=== SOURCE ===
-------

Les mathématiques font partie de la vie et trouver une solution au problème du solide a demandé plusieurs années de gestation ; la lettre de Sophie à Mittag-Leffler, écrite à la fin 1884 et reproduite au chapitre VI, en témoigne. Elle commence par l’expression de sa  tristesse à voir sa sœur très gravement  malade et par une réflexion sur la mort, tristesse que le travail n’arrive pas à dissiper. Elle poursuit ensuite en évoquant un problème auquel elle dit avoir beaucoup "rêvassé" : un problème d’intégration de système différentiel...

Lorsque Michèle Audin commente les mathématiques de Sophie, elle dessine, explique, digresse,  toujours avec humour, simplifie pour donner à voir les formes de pensée, cherche à trouver chez l’autre, le lecteur, le point de résonance qui va lui permettre de partager quelque chose. C’est d’ailleurs  un peu ce qu’elle dira, plus loin, de son travail avec les comédiennes dans la mise en place du spectacle de Jean-François Peyret Le Cas de S.K au printemps 2004.

-------

=== CONSIGNE ÉCRITE ===
Traduisez en anglais cette phrase de la source sur les mathématiques de Sophie : « Elle commence par l’expression de sa tristesse à voir sa sœur très gravement malade et par une réflexion sur la mort, tristesse que le travail n’arrive pas à dissiper. »

-------

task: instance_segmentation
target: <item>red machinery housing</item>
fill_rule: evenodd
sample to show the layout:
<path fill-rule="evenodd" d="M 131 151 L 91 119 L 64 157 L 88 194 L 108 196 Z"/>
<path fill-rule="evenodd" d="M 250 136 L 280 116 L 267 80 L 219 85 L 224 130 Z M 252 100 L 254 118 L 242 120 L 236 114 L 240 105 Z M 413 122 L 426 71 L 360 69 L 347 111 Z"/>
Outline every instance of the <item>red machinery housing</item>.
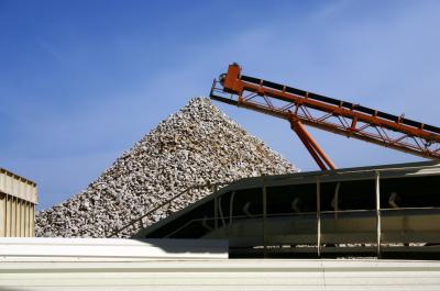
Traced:
<path fill-rule="evenodd" d="M 215 80 L 210 98 L 290 122 L 322 170 L 336 166 L 304 124 L 394 148 L 440 159 L 440 128 L 351 102 L 241 75 L 238 64 Z"/>

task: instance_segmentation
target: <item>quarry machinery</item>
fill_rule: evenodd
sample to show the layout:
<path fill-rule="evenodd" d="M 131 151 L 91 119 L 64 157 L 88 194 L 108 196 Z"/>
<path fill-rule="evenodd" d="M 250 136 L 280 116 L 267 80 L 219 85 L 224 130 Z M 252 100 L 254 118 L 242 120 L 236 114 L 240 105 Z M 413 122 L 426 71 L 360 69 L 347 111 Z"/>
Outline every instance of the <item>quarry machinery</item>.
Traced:
<path fill-rule="evenodd" d="M 213 80 L 210 98 L 289 121 L 321 170 L 336 166 L 304 125 L 440 160 L 439 127 L 245 76 L 238 64 Z"/>
<path fill-rule="evenodd" d="M 320 171 L 243 178 L 135 235 L 228 239 L 229 256 L 440 259 L 440 128 L 241 74 L 210 97 L 289 121 Z M 305 125 L 433 161 L 334 169 Z"/>

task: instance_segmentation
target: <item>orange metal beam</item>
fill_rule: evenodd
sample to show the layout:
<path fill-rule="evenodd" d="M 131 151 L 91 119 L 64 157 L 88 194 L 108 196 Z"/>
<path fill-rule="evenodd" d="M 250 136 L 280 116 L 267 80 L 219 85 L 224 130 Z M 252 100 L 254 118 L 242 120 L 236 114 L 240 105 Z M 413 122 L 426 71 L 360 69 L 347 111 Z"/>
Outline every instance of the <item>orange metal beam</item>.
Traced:
<path fill-rule="evenodd" d="M 306 127 L 299 120 L 292 119 L 290 126 L 298 135 L 302 144 L 306 146 L 307 150 L 309 150 L 310 155 L 318 164 L 319 168 L 321 168 L 321 170 L 334 170 L 337 168 L 333 161 L 331 161 L 331 159 L 326 155 L 326 153 L 314 139 L 314 137 L 307 132 Z"/>
<path fill-rule="evenodd" d="M 360 105 L 352 104 L 353 108 L 349 109 L 346 104 L 351 103 L 344 101 L 327 98 L 332 102 L 326 102 L 327 99 L 324 97 L 321 98 L 323 101 L 316 100 L 316 98 L 311 98 L 314 93 L 295 89 L 302 92 L 304 96 L 295 94 L 292 90 L 287 89 L 287 86 L 276 85 L 252 77 L 244 77 L 246 80 L 251 80 L 244 81 L 241 79 L 242 76 L 240 74 L 241 68 L 239 65 L 230 65 L 228 72 L 220 78 L 220 83 L 222 86 L 217 87 L 218 82 L 215 80 L 210 94 L 211 98 L 229 104 L 235 104 L 285 119 L 290 121 L 290 123 L 292 120 L 297 120 L 301 124 L 307 124 L 348 137 L 366 141 L 425 158 L 440 159 L 440 134 L 425 128 L 429 126 L 429 128 L 435 128 L 435 131 L 438 132 L 439 128 L 435 126 L 425 126 L 425 124 L 408 120 L 405 122 L 405 119 L 371 109 L 367 109 L 369 111 L 366 112 L 371 111 L 372 114 L 367 114 L 358 110 L 361 108 Z M 267 83 L 270 86 L 265 86 Z M 224 97 L 224 92 L 230 93 L 230 96 Z M 220 93 L 220 96 L 216 93 Z M 334 104 L 334 101 L 340 102 L 340 104 Z M 383 115 L 385 115 L 385 117 L 382 117 Z M 387 115 L 396 117 L 396 120 L 386 119 Z M 409 122 L 420 126 L 408 125 L 411 124 Z M 318 156 L 322 158 L 327 157 L 316 142 L 310 142 L 312 141 L 312 138 L 309 139 L 311 136 L 307 137 L 307 134 L 301 131 L 298 136 L 308 141 L 305 143 L 306 147 L 310 145 L 315 148 L 314 153 Z M 322 161 L 331 168 L 330 159 L 328 159 L 330 164 L 326 161 L 326 158 L 323 158 Z"/>

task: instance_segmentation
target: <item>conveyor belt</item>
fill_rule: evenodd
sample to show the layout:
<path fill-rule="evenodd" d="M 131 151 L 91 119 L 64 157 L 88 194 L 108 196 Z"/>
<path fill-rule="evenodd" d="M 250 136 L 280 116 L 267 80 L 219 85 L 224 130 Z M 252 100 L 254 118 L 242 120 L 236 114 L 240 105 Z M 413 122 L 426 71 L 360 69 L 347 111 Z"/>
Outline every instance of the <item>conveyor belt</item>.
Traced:
<path fill-rule="evenodd" d="M 385 119 L 385 120 L 389 120 L 389 121 L 393 121 L 393 122 L 400 122 L 400 123 L 409 125 L 409 126 L 414 126 L 414 127 L 417 127 L 417 128 L 420 128 L 420 130 L 426 130 L 426 131 L 430 131 L 430 132 L 440 134 L 440 128 L 437 127 L 437 126 L 429 125 L 429 124 L 424 124 L 424 123 L 420 123 L 420 122 L 417 122 L 417 121 L 414 121 L 414 120 L 409 120 L 409 119 L 405 119 L 405 117 L 400 117 L 400 116 L 396 116 L 396 115 L 393 115 L 393 114 L 389 114 L 389 113 L 386 113 L 386 112 L 383 112 L 383 111 L 377 111 L 377 110 L 374 110 L 374 109 L 371 109 L 371 108 L 362 107 L 360 104 L 354 104 L 354 103 L 351 103 L 351 102 L 346 102 L 346 101 L 329 98 L 329 97 L 326 97 L 326 96 L 307 92 L 307 91 L 304 91 L 304 90 L 300 90 L 300 89 L 296 89 L 296 88 L 293 88 L 293 87 L 284 86 L 284 85 L 272 82 L 272 81 L 257 79 L 257 78 L 254 78 L 254 77 L 241 76 L 240 79 L 243 80 L 243 81 L 246 81 L 246 82 L 254 83 L 254 85 L 262 85 L 264 87 L 268 87 L 268 88 L 272 88 L 272 89 L 275 89 L 275 90 L 280 90 L 282 91 L 282 90 L 285 89 L 286 92 L 288 92 L 288 93 L 293 93 L 293 94 L 300 96 L 300 97 L 304 97 L 304 98 L 307 97 L 309 99 L 314 99 L 314 100 L 317 100 L 317 101 L 320 101 L 320 102 L 330 103 L 330 104 L 333 104 L 333 105 L 340 105 L 342 108 L 346 108 L 346 109 L 350 109 L 350 110 L 355 110 L 355 111 L 359 111 L 359 112 L 362 112 L 362 113 L 366 113 L 366 114 L 371 114 L 371 115 L 377 115 L 378 117 L 382 117 L 382 119 Z"/>

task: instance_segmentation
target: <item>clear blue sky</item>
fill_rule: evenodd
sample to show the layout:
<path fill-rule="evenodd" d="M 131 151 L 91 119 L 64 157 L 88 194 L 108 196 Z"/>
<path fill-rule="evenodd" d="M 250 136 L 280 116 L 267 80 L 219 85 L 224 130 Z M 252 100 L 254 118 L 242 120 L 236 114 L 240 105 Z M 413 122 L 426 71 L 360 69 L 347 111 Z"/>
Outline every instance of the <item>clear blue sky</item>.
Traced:
<path fill-rule="evenodd" d="M 0 0 L 0 167 L 38 183 L 40 209 L 58 203 L 232 61 L 439 125 L 439 15 L 440 1 Z M 317 168 L 284 121 L 220 107 Z M 339 167 L 420 160 L 310 132 Z"/>

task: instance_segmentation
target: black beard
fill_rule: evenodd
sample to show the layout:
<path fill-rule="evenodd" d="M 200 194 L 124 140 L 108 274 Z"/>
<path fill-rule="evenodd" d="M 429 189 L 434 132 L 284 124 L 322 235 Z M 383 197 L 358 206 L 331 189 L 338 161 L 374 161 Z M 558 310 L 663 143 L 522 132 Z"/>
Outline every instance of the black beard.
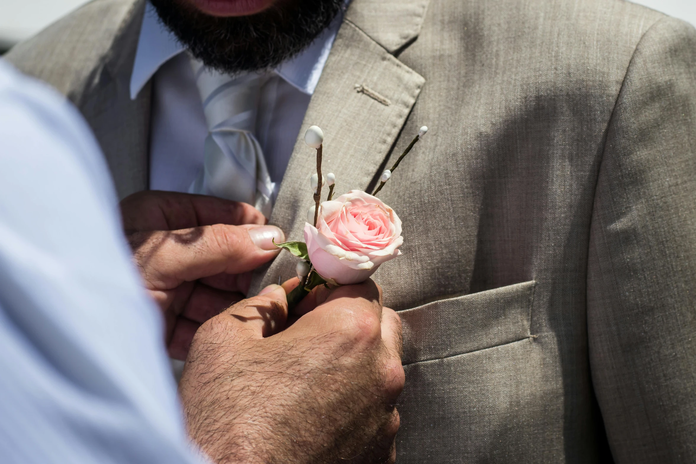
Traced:
<path fill-rule="evenodd" d="M 329 26 L 345 0 L 280 0 L 251 16 L 216 17 L 182 0 L 150 0 L 164 26 L 191 54 L 221 72 L 276 67 Z"/>

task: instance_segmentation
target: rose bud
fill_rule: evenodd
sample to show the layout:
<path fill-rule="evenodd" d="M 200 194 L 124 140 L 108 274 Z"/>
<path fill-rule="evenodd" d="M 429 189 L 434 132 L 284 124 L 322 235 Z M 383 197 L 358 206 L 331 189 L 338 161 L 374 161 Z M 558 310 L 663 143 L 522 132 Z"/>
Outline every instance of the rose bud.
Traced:
<path fill-rule="evenodd" d="M 305 143 L 310 148 L 319 148 L 324 143 L 324 131 L 318 126 L 312 126 L 305 132 Z"/>
<path fill-rule="evenodd" d="M 380 264 L 401 254 L 404 243 L 394 210 L 359 190 L 322 203 L 317 227 L 305 224 L 304 237 L 317 272 L 341 285 L 367 280 Z"/>

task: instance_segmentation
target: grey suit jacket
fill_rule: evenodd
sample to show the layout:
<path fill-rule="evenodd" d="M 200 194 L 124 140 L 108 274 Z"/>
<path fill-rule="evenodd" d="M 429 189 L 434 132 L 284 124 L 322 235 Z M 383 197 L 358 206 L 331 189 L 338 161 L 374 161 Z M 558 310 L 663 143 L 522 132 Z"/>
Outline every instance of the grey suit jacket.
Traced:
<path fill-rule="evenodd" d="M 142 15 L 96 0 L 8 56 L 78 106 L 122 196 L 148 186 Z M 339 193 L 431 128 L 380 194 L 405 237 L 374 276 L 404 325 L 399 462 L 696 461 L 692 27 L 621 0 L 354 0 L 312 124 Z M 313 159 L 299 140 L 273 213 L 292 239 Z"/>

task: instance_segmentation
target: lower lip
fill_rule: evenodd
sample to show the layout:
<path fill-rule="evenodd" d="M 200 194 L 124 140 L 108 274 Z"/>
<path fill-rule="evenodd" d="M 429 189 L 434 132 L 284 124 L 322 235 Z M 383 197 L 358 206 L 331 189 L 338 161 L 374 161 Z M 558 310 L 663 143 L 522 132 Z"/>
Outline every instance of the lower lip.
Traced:
<path fill-rule="evenodd" d="M 274 0 L 189 0 L 196 8 L 212 16 L 248 16 L 271 6 Z"/>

-------

=== RÉSULTAT OBTENU ===
It begins with an expression of her sadness at seeing her sister so gravely ill and with a reflection on death, a sadness that work cannot dispel.